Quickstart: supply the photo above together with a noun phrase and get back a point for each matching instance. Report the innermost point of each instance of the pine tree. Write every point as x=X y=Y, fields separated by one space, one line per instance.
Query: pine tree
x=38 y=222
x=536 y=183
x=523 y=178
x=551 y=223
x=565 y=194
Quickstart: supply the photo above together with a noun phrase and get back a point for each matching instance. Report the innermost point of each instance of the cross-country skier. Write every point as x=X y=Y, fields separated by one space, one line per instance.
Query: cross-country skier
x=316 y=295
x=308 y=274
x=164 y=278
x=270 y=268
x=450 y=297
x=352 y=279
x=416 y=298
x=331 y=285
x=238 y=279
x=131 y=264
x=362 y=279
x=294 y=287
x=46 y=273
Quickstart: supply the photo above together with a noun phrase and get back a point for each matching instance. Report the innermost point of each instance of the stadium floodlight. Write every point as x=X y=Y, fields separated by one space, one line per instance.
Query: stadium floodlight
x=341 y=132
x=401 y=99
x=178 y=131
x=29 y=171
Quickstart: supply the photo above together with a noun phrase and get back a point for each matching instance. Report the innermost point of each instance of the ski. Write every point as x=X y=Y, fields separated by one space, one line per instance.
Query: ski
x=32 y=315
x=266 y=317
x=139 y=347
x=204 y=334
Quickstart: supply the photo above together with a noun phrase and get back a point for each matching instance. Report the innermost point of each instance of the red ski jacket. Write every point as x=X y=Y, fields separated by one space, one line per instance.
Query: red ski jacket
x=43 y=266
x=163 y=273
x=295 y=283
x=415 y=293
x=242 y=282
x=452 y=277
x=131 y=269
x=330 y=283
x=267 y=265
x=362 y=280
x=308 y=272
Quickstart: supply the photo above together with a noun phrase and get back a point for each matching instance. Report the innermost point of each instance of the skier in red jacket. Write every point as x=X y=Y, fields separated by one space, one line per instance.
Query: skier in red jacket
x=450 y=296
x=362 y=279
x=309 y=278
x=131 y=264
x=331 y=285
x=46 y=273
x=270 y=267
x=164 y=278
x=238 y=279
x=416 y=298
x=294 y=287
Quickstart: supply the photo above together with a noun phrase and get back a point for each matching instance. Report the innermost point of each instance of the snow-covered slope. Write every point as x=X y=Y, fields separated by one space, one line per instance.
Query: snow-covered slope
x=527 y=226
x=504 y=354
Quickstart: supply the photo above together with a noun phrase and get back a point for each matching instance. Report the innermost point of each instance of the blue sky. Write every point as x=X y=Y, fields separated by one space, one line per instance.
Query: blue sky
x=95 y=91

Problem — Once more, set down the full listing, verbatim.

Output —
Quickstart: supply the photo above together with a noun phrase and get back a point for each matching instance. Report the innermost point of each instance of the pine tree. Write every point as x=X y=Y, fields separated by one space, one line per instance.
Query: pine tree
x=38 y=222
x=536 y=183
x=523 y=178
x=551 y=223
x=565 y=194
Quickstart: supply the photo above together with a noun phrase and get back a point for each matching instance. Report the innermost point of each instance of the cross-country skier. Write every point as x=X y=Y, fields separated by one space, one line per instance.
Query: cross-country skier
x=316 y=295
x=308 y=274
x=164 y=278
x=270 y=268
x=450 y=297
x=352 y=279
x=416 y=298
x=331 y=285
x=238 y=279
x=131 y=264
x=362 y=279
x=294 y=287
x=46 y=273
Quickstart: supply the photo above together with a noun phrase and get back a point for each matching instance. Report the innermost point of each instance of the stadium floodlight. Write every point as x=X y=Y, fields separated by one space, one line per instance.
Query: stadium floodlight
x=341 y=132
x=401 y=99
x=178 y=131
x=29 y=171
Quickstart: supply the photo above together with a noun phrase and get back a point for each matching instance. Report the innermost point of each instance of the ski. Write every point as x=X y=Y, fields separated by one space, one line per instance.
Query: ski
x=32 y=315
x=266 y=317
x=139 y=347
x=204 y=334
Quickstart: supply the photo above together with a noun phrase and get back a point for each matching instance. Report the innermost point of each instance of the red ski jacket. Write every point as x=X y=Y, fields separated by one space, one line per instance.
Query: red ski jacket
x=43 y=266
x=163 y=273
x=295 y=283
x=415 y=293
x=242 y=282
x=452 y=277
x=131 y=269
x=330 y=283
x=267 y=265
x=362 y=280
x=308 y=272
Quickstart: supply the photo above together with a noun phrase and get back a point for each matching instance. Report the innermost point of each instance of the skier in red jacket. Write every point as x=X y=Y, fields separated by one space, one line per instance.
Query: skier in red jacket
x=450 y=296
x=362 y=279
x=309 y=278
x=131 y=264
x=331 y=285
x=46 y=273
x=270 y=267
x=164 y=278
x=238 y=279
x=416 y=298
x=294 y=287
Quickstart: supply the photo above together with a noun phrase and get back a point for each matching instance. Report the innermost point of each instance of the snow-covered slope. Write every point as x=X y=Y, fields separated by one space, one line per instance.
Query: snow-covered slope
x=527 y=226
x=504 y=354
Quickstart: supply the photo above together with a noun phrase and get back a point for each matching instance. Report the innermost point of each instance of the blue sky. Write every point as x=X y=Y, fields separated by one space, one line per instance.
Query: blue sky
x=95 y=91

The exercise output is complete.